_Directions_.
Swap "bridge roadway" for "bridge deck" in the records, starting at the first line and ending at the line containing "0,218 -> 600,399". Give only those lines, with nothing else altered.

_Information supplied_.
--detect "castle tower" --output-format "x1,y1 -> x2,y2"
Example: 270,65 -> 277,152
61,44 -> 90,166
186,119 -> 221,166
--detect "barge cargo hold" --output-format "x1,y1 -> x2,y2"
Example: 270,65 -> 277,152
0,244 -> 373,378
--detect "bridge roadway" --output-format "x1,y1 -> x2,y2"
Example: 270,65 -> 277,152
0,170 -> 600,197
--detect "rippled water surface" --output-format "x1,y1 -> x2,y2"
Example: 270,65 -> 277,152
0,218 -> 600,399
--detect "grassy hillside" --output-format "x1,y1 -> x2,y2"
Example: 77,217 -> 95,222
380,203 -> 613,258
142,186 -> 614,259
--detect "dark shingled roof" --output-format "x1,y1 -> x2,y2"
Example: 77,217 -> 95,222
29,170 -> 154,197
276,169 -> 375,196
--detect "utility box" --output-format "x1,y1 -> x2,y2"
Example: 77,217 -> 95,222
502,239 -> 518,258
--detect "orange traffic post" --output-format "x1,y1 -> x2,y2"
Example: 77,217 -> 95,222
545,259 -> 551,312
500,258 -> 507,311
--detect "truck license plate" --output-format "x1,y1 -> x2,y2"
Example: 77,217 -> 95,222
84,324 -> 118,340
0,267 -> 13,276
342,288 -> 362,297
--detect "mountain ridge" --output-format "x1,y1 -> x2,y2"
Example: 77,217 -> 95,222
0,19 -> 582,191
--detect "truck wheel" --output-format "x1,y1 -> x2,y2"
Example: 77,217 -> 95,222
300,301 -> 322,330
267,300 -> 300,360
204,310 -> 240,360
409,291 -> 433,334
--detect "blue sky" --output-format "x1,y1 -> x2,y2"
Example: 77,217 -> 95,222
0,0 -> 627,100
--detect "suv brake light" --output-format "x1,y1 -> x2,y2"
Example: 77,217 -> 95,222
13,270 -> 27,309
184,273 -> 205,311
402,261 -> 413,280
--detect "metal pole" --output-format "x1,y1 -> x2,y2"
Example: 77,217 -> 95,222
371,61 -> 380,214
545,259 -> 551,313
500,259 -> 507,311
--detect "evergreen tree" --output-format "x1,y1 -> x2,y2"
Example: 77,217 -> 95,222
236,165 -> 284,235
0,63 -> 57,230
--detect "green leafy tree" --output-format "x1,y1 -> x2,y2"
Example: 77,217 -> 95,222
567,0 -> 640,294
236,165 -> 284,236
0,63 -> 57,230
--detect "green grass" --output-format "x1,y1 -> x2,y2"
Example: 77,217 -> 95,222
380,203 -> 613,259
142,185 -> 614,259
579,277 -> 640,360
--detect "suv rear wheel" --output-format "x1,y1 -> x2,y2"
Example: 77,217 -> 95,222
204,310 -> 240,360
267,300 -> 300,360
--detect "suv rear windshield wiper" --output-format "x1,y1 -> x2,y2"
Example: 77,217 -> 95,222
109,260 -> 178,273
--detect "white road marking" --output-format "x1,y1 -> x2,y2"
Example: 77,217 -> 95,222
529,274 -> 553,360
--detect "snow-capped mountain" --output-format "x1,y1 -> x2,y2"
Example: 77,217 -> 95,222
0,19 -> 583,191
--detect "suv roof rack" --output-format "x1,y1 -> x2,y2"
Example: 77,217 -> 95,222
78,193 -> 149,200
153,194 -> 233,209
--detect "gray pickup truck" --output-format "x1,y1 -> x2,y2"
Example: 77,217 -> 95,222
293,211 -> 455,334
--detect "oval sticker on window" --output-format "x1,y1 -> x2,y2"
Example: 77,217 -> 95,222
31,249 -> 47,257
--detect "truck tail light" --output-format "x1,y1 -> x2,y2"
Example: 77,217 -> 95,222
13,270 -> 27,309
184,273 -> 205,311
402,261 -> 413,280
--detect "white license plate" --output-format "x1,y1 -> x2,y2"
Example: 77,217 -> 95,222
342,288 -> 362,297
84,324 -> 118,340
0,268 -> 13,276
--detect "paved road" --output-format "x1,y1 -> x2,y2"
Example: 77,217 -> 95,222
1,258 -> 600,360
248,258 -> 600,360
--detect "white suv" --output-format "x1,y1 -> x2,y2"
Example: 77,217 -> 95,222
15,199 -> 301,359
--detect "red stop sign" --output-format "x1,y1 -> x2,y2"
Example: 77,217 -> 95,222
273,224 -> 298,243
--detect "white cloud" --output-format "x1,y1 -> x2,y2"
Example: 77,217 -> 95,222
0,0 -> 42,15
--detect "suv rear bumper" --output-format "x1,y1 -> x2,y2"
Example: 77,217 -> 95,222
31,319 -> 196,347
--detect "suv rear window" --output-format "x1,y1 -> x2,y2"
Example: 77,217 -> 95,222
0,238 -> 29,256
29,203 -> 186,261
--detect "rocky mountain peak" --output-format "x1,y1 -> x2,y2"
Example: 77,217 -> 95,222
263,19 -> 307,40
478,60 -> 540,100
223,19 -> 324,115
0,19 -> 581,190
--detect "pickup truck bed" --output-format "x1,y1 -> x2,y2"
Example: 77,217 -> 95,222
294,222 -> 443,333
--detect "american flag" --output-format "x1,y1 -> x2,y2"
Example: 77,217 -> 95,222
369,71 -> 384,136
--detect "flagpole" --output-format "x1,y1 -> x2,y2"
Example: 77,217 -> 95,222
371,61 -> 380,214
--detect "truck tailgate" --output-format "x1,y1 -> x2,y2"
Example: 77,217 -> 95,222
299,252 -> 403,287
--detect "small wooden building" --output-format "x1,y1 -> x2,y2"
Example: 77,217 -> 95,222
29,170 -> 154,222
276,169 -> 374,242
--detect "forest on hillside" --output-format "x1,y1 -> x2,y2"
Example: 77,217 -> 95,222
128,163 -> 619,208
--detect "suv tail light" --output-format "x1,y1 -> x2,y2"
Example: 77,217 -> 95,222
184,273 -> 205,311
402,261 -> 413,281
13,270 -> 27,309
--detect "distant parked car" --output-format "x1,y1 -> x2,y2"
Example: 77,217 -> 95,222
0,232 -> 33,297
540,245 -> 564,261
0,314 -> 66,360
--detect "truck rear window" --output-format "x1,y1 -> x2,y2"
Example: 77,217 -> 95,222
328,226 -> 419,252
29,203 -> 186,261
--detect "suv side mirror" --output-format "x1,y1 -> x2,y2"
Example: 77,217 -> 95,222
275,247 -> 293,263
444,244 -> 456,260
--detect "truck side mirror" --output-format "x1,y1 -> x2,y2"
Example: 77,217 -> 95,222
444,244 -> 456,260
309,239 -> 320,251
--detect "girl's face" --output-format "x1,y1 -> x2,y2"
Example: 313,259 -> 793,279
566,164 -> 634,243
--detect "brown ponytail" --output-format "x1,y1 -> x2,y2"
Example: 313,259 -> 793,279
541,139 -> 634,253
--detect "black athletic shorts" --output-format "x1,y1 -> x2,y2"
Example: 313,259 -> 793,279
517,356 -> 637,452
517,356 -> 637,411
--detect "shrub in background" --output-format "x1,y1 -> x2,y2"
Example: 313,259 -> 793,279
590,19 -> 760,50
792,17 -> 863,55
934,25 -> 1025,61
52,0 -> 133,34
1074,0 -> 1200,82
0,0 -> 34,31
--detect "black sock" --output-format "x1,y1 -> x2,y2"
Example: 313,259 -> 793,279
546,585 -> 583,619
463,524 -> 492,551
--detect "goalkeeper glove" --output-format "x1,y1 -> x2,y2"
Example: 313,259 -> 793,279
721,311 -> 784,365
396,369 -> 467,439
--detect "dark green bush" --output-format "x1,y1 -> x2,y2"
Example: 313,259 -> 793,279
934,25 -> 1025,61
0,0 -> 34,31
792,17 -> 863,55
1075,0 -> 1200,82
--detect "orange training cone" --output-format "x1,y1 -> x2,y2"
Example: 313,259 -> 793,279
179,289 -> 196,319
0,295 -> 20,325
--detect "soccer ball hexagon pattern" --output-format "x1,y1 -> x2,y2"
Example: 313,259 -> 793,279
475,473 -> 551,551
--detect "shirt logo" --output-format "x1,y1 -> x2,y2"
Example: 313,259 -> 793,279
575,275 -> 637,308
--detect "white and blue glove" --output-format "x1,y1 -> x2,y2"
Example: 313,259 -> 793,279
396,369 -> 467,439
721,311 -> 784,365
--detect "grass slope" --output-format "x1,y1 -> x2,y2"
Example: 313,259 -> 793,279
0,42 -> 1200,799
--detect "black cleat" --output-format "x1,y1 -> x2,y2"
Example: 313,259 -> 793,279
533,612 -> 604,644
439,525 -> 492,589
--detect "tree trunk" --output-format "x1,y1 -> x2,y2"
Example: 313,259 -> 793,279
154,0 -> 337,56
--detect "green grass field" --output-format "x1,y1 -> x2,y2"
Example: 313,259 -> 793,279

_The result_.
--detect "castle tower" --output-format "x1,y1 -> x2,y2"
Example: 270,65 -> 277,152
61,44 -> 90,166
186,119 -> 221,166
--detect "barge cargo hold" --output-format "x1,y1 -> x2,y2"
Example: 270,65 -> 277,152
0,244 -> 373,378
--detect "bridge deck" --output-format "x1,y1 -> x2,y2"
Example: 270,65 -> 277,152
0,170 -> 600,197
--detect "rippled water surface" --output-format "x1,y1 -> x2,y2"
Example: 270,65 -> 277,152
0,218 -> 600,399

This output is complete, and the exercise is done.